### Selected extract
\name{ewcdf}
\alias{ewcdf}
\title{Weighted Empirical Cumulative Distribution Function}
\description{
  Compute a weighted version of the
  empirical cumulative distribution function.
}
\usage{
ewcdf(x, weights = rep(1/length(x), length(x)))
}
\arguments{
  \item{x}{Numeric vector of observations.}
  \item{weights}{Numeric vector of non-negative weights
    for \code{x}.}
}
\details{
  This is a modification of the standard function \code{\link{ecdf}}
  allowing the observations \code{x} to have weights.

  The weighted e.c.d.f. (empirical cumulative distribution function)
  \code{Fn} is defined so that, for any real number \code{y}, the value of
  \code{Fn(y)} is equal to the total weight of all entries of
  \code{x} that are less than or equal to \code{y}. That is
  \code{Fn(y) = sum(weights[x <= y])}.

  Thus \code{Fn} is a step function which jumps at the
  values of \code{x}. The height of the jump at a point \code{y}
  is the total weight of all entries in \code{x} 
  number of tied observations at that value.  Missing values are
  ignored.

  If \code{weights} is omitted, the default is equivalent to
  \code{ecdf(x)} except for the class membership.

  The result of \code{ewcdf} is a function, of class \code{"ewcdf"},
  inheriting from the classes \code{"ecdf"} and \code{"stepfun"}.
  The class \code{ewcdf} has methods for \code{print} and \code{quantile}.
  The inherited class \code{ecdf}
  has methods for \code{plot} and \code{summary}.
}
\value{
  A function, of class \code{"ewcdf"}, inheriting from 
  \code{"ecdf"} and \code{"stepfun"}. 
}
\author{
  \spatstatAuthors.
}
\seealso{
  \code{\link{ecdf}}.
  
  \code{\link{quantile.ewcdf}}
}
\examples{
   x <- rnorm(100)
   w <- runif(100)
   plot(ewcdf(x,w))
}
\keyword{nonparametric}
\keyword{univar}

Region annotation items:
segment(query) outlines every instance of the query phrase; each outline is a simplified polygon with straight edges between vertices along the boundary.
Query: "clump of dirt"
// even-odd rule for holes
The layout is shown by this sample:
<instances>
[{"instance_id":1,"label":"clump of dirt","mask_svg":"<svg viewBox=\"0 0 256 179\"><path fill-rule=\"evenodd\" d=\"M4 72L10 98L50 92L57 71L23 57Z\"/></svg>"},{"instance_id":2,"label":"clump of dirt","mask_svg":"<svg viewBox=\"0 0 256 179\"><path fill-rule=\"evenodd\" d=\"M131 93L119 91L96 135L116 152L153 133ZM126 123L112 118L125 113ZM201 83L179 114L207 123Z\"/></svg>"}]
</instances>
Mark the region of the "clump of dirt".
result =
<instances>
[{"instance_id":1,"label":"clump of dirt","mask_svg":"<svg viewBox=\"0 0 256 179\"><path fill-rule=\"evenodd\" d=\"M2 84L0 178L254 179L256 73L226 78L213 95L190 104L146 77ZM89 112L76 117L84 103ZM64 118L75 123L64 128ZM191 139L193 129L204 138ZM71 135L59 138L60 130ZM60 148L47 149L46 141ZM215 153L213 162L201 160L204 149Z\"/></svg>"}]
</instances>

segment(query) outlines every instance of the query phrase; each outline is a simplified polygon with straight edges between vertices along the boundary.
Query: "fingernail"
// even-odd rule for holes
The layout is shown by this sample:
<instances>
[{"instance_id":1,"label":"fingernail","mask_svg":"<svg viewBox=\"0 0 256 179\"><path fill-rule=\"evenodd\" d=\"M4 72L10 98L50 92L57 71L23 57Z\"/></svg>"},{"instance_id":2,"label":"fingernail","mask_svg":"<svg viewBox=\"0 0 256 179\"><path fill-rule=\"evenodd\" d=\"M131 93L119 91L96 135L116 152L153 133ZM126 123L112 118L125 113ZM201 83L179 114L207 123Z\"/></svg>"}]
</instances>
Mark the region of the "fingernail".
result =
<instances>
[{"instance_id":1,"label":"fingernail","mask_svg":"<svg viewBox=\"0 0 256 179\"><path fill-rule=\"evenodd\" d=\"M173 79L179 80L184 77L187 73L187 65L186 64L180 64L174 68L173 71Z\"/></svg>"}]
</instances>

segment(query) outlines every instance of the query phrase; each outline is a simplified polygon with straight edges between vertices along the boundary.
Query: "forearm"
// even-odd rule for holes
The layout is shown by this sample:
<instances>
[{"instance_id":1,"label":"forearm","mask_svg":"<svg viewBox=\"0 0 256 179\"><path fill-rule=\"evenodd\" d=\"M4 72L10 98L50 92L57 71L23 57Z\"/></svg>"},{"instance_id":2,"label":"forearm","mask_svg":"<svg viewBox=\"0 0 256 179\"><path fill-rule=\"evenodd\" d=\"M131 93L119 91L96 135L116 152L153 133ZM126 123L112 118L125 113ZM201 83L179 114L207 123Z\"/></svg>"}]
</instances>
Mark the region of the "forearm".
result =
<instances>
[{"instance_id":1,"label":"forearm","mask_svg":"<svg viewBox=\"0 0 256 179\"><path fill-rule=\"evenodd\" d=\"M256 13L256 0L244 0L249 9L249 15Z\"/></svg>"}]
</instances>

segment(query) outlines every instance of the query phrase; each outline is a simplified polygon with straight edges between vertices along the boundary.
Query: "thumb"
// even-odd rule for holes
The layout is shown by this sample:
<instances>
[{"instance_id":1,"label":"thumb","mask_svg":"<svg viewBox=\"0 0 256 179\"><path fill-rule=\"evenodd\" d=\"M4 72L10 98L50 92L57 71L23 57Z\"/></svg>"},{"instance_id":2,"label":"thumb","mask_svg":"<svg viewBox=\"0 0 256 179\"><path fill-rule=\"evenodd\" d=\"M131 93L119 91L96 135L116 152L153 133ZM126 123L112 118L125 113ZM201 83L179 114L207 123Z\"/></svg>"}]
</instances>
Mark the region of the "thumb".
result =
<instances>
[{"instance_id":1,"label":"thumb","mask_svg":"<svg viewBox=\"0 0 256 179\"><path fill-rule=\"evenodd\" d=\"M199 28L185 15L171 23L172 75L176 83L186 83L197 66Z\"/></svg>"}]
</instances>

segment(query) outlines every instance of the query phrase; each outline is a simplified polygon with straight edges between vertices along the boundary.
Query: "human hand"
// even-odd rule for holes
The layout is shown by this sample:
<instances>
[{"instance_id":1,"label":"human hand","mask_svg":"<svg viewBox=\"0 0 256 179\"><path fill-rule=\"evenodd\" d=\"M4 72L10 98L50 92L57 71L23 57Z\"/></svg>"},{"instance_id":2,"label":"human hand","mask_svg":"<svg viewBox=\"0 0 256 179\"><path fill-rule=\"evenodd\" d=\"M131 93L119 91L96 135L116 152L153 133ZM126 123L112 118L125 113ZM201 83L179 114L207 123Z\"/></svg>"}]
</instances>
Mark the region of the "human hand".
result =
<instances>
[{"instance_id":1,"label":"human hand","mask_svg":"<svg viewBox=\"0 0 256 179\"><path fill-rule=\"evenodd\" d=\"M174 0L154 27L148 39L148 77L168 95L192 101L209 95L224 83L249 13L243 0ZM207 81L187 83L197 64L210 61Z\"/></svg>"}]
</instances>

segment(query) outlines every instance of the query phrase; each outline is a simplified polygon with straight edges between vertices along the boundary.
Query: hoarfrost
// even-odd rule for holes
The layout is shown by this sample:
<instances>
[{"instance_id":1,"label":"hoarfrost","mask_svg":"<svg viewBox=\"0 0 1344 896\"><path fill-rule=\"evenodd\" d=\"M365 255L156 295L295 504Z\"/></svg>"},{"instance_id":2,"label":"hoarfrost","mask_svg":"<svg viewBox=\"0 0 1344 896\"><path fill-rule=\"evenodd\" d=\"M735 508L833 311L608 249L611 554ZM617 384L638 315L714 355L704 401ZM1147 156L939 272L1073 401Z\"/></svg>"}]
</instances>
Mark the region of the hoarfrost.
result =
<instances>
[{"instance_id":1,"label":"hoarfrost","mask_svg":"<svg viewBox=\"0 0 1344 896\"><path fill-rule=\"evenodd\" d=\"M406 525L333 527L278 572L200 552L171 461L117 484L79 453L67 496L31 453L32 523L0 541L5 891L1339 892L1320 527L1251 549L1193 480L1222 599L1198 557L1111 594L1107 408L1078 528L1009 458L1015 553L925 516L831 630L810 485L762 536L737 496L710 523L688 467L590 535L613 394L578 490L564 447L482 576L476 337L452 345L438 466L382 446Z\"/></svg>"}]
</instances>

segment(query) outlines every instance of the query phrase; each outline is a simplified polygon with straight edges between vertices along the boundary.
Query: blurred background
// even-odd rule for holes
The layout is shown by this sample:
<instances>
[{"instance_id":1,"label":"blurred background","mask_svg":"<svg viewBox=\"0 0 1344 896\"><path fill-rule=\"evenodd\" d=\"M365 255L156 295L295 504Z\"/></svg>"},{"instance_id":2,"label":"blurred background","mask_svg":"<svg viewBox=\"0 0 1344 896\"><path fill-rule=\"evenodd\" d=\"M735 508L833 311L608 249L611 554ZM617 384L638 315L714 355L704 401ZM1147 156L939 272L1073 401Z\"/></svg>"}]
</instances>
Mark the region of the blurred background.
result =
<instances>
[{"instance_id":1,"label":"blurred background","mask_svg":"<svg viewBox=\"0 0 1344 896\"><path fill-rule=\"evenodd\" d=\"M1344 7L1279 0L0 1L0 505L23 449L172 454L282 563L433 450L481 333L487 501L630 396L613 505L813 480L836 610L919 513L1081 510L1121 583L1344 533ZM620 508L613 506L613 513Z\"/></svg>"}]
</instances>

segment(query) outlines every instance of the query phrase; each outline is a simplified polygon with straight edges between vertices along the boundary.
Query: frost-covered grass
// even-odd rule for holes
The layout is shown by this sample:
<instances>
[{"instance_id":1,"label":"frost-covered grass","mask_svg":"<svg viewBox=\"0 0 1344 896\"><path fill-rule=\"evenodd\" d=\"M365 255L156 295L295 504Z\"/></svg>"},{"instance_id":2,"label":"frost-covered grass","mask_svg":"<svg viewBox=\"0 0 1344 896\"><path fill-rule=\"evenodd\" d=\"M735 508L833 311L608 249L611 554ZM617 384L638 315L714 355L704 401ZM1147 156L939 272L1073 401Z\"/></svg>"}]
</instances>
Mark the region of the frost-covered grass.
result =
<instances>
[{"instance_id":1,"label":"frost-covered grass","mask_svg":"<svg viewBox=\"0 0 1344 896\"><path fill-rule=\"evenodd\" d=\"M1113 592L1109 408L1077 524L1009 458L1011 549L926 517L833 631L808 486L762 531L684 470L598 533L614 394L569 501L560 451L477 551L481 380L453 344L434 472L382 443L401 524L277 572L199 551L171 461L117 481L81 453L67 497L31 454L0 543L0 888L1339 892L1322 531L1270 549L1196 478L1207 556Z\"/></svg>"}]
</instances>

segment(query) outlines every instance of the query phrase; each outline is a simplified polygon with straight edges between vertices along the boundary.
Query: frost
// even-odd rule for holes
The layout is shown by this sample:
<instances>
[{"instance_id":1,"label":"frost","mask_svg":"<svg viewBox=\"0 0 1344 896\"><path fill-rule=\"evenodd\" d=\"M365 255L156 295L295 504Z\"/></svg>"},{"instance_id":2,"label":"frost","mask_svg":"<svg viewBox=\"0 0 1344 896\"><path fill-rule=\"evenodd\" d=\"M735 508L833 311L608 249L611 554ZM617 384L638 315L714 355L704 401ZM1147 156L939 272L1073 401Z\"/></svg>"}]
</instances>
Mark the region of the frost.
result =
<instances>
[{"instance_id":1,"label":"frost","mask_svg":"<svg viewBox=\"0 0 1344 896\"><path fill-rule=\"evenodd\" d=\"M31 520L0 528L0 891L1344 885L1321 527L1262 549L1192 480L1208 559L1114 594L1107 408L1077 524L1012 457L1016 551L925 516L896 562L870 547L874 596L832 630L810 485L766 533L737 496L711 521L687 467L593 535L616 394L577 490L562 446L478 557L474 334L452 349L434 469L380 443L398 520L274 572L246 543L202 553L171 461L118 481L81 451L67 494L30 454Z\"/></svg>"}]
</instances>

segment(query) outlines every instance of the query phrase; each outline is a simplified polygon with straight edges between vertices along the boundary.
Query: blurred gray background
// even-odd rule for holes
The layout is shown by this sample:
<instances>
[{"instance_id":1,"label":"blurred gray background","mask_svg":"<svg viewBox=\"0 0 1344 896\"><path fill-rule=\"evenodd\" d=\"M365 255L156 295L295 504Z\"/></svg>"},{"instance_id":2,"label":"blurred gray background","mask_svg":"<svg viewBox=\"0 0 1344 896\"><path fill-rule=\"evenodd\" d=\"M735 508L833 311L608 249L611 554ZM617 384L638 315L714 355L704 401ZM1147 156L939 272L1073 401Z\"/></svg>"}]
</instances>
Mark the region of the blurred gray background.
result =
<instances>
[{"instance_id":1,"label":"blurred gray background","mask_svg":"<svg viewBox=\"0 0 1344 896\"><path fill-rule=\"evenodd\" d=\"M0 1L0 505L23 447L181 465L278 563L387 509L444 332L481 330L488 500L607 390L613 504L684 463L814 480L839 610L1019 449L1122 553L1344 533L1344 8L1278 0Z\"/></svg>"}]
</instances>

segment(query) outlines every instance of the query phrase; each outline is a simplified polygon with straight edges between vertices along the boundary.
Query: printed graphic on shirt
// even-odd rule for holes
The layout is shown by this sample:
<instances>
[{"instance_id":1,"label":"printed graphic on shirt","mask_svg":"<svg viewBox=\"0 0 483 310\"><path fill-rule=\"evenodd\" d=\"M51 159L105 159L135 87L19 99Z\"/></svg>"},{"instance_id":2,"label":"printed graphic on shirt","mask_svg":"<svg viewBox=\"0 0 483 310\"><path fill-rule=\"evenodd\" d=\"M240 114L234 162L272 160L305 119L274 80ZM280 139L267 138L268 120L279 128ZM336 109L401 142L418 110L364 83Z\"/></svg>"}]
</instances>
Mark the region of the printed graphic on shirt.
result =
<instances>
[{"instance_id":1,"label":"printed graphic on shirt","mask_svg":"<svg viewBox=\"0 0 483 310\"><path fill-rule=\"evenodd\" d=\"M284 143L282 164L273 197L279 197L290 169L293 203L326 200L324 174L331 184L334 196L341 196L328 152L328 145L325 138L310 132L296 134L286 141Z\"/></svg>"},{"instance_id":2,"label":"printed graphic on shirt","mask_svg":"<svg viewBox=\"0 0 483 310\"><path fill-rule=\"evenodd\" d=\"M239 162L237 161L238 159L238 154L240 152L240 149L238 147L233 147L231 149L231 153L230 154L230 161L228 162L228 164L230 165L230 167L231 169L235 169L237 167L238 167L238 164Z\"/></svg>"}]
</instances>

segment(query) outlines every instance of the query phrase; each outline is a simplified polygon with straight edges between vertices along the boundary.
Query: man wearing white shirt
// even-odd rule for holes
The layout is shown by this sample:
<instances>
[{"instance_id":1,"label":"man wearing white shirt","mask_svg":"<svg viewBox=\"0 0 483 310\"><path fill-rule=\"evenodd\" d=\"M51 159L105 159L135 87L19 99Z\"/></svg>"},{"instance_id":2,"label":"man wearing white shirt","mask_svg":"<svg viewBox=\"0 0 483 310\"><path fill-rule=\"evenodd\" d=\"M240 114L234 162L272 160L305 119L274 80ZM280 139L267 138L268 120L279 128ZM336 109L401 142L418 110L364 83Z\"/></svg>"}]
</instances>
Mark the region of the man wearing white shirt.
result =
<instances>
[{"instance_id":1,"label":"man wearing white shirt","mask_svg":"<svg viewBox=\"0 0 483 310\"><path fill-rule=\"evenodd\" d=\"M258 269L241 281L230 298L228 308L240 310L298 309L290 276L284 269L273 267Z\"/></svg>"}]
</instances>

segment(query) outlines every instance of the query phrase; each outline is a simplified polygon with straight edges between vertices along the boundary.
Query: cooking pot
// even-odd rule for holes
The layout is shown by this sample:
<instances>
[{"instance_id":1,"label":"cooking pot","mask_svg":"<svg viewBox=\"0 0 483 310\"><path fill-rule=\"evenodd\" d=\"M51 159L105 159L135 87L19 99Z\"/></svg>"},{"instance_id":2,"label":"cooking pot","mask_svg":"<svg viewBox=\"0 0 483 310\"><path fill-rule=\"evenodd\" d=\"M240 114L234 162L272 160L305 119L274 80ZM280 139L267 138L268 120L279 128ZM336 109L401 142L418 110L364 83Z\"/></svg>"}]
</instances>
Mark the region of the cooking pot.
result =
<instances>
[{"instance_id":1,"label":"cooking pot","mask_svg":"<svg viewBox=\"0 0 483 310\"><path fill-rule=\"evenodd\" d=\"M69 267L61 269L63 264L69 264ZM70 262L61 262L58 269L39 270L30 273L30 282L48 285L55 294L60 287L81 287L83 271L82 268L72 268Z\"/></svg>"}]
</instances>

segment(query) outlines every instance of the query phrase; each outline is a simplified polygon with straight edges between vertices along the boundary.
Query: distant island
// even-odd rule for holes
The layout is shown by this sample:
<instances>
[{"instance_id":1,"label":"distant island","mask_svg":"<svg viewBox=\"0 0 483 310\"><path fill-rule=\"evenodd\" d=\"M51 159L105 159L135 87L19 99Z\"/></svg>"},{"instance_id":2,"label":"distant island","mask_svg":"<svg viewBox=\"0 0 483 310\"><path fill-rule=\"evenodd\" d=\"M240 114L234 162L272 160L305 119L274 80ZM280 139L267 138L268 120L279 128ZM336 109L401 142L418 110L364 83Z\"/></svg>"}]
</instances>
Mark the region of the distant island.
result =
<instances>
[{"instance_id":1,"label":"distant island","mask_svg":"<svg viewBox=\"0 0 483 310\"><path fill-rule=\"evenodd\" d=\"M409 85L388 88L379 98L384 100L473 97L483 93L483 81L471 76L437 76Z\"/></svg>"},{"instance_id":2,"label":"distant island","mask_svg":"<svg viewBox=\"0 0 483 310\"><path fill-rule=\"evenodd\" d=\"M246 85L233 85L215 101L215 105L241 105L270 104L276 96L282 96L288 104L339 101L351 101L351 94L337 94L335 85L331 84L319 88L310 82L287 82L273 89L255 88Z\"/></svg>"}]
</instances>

### What you need to do
Rewrite the paragraph in the ewcdf help page that begins "The result of" as a short bulleted list, keeping its main facts.

### Written reply
- The result of ewcdf is a function of class "ewcdf".
- It inherits from the classes "ecdf" and "stepfun".
- The class "ewcdf" has methods for print and quantile.
- The inherited class "ecdf" has methods for plot and summary.